[Work instructions]
Although the data below contains pictures, please reproduce only its words, exactly.
Exercise material below:
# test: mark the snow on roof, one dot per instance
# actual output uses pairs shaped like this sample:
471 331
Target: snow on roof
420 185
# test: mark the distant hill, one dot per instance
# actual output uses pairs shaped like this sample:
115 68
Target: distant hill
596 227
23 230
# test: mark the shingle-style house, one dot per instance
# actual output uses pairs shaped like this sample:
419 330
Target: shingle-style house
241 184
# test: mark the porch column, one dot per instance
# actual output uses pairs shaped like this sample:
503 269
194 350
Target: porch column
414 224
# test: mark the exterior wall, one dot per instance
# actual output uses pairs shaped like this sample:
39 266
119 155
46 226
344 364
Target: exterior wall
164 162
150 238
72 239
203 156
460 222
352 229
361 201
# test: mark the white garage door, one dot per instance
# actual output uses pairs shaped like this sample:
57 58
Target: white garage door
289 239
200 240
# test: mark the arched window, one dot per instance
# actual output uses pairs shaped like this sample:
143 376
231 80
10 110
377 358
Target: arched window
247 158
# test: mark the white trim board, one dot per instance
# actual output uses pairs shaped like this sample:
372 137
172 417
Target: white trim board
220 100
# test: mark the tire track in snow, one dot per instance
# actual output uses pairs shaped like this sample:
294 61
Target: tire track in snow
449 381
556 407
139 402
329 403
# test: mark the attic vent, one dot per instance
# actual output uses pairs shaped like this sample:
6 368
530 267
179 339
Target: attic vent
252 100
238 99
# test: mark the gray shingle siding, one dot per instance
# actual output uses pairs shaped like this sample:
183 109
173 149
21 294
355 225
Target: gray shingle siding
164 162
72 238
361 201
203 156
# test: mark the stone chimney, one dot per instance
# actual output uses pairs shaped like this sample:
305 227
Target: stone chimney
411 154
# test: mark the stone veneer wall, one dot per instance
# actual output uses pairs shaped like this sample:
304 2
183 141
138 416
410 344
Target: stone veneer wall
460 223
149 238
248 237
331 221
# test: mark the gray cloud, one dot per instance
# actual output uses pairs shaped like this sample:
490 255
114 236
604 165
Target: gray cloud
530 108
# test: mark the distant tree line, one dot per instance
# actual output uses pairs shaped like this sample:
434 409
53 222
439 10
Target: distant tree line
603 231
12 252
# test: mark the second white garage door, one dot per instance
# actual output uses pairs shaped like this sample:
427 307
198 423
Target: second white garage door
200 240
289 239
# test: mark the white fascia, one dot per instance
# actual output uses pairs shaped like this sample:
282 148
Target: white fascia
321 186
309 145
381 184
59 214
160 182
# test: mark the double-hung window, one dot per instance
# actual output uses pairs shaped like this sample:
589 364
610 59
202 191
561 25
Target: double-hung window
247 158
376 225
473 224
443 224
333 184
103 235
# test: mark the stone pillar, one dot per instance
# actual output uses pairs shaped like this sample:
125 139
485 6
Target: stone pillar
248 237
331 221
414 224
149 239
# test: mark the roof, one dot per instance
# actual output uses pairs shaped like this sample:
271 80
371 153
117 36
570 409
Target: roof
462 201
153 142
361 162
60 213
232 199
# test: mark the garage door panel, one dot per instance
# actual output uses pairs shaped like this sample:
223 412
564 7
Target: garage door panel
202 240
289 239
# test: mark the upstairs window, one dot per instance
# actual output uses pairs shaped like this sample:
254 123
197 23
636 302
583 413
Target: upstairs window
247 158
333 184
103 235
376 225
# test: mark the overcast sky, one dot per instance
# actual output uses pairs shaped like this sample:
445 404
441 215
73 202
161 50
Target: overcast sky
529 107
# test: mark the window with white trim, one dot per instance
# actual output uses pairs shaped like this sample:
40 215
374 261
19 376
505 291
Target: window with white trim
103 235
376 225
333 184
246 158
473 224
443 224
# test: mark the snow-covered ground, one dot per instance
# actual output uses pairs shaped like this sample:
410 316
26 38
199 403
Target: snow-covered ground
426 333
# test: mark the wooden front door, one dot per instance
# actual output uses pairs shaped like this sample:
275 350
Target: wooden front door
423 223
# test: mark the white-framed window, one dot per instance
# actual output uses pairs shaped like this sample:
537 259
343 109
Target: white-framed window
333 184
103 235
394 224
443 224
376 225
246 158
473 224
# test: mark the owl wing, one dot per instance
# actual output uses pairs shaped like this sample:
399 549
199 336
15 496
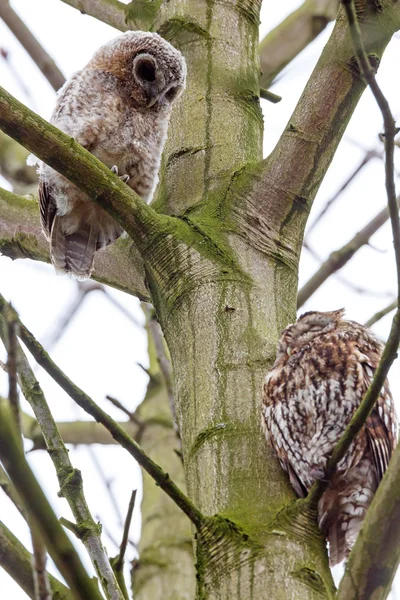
End of Exercise material.
[Answer to the problem]
# test: mark the snow on roof, one dot per instance
# actual output uses pairs shaped like this sample:
471 331
Target: snow on roof
420 185
# test: mark the distant hill, one dot per instance
# actual output uses pairs shaped like this sample:
115 68
Target: distant hill
596 227
23 230
# test: mark the shingle-style house, one dot per instance
# actual output uses pairs shaped like this sample:
419 330
Target: shingle-style house
241 184
# test: mark the porch column, one dot per instance
# actual output uses pairs shaped like this sample:
503 269
194 350
Target: porch column
414 224
# test: mark the exterior wall, one dot per instance
# actual output uses pairs shaped like this sample:
39 266
119 155
46 226
344 364
Target: exterior wall
164 162
150 238
72 239
203 156
460 222
352 229
361 201
# test: mark the white garage door, one dot per instance
# actual output uses pairs shaped like this sample:
57 58
Target: white garage door
289 239
200 240
# test: mark the arched window, one dot per instance
# actual output uses pairs shaped like this sample:
143 376
231 80
10 110
377 358
Target: arched window
247 158
# test: mark the white trim board, one dot per instance
# actual output uses pairs shaped like this sample:
372 137
172 417
Target: white trim board
220 100
# test: mark the tire track in snow, one dot per instance
# actual output uses pairs shaped like this sample:
294 61
Target: tire track in snow
449 381
556 407
139 402
329 403
# test: mark the attic vent, one dot per instance
# actual output uses pairs shaped like this sample:
6 368
530 267
179 339
Target: attic vent
252 100
238 99
# test: mark the gray shingle siding, one dot per instance
# actual output uses pairs shaped like this sample:
183 109
173 149
21 294
355 225
Target: gray shingle siding
164 162
72 238
361 201
203 156
# test: mark the stone chimney, one dot per instance
# actual output uses pairs shaped like this sample:
305 227
Target: stone chimney
411 154
# test: mark the stone veneer wall, one dot per instance
# actual output uses pairs shaped like this sample:
304 2
183 141
138 416
410 344
Target: stone veneer wall
460 223
149 238
248 237
331 221
# test: mark the gray cloud, one dot per instance
# actual output uses pairs shaped like this sample:
490 255
114 236
604 165
Target: gray cloud
530 108
# test: mark the distant tree line, one dot per instance
# actual output uses pairs shaped like this sample:
434 409
53 222
439 10
Target: distant tree line
603 231
12 252
# test: mark the second white garage door, one dot per instance
# actual output uses pairs shaped like this sample:
427 307
198 423
Target: second white garage door
200 240
289 239
# test: mark the white fascia, one dot per instance
# actual output uses pairs shaped like this sample:
282 148
Target: white fascia
321 186
309 145
381 184
59 214
160 182
# test: mark the double-hung window, one dot per instance
# actual output uses pairs shaped like this sample:
589 364
610 59
202 191
561 25
Target: double-hung window
247 158
376 225
473 224
443 224
333 184
103 235
# test: mark the stone pillar, one dot per instance
# actual output uses pairs shaped like this sample:
125 139
485 6
Target: stone pillar
248 237
331 221
414 224
149 239
# test: mark the roof, one dot per instance
# actual output uses pairs shaped like this sample:
271 80
371 153
117 36
570 409
Target: roof
462 201
153 142
361 162
60 213
232 199
# test: mark the garage door panel, one dot per instance
# actual output uses pairs shaped like this sample:
223 412
564 7
Target: garage door panel
202 240
289 239
# test: mark the upstairs window, one dot per instance
# actual output uses pairs shaped like this sample:
254 123
197 23
636 302
583 413
Target: upstairs window
247 158
333 184
103 235
376 225
# test: mark the overcast sky, one dot per instance
# actual output uses pairs shaped like this sample:
445 404
441 215
73 202
161 50
Target: overcast sky
529 107
# test: mark the window with white trim, one dot per instance
# actual output uses pairs shaped like this sample:
40 215
374 261
19 376
505 291
Target: window with white trim
103 235
376 225
333 184
246 158
473 224
443 224
# test: mark the snow-covered ground, one dot per instance
# actual output uses pairs shaped like this sample:
410 316
26 38
199 403
Target: snow-covered ground
426 333
# test: mark the wooden front door, one dot per instance
# actual output uses pairs shaped like this sample:
275 350
Target: wooden front door
423 223
# test: mark the white-framed window, one dot per instance
# actual output uses pairs shaped like this sample:
537 259
343 109
Target: white-framed window
333 184
103 235
394 224
443 224
376 225
246 158
473 224
# test: mark the owl wing, one dot per instance
# actual output uses pairs shaped like this sample:
399 549
199 336
15 496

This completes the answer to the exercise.